THE DATA
'''

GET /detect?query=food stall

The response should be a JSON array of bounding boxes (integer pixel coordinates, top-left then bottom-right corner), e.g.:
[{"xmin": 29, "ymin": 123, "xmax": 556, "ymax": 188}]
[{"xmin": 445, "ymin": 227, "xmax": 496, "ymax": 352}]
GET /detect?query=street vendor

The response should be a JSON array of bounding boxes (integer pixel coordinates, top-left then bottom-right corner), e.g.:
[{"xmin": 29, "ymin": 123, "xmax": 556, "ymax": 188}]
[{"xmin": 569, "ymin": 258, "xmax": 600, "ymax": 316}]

'''

PROBLEM TO WORK ON
The string "detect" shows up in some lines of the listing. Copy each such line.

TASK RESULT
GET /detect?query=food stall
GET /detect?query=street vendor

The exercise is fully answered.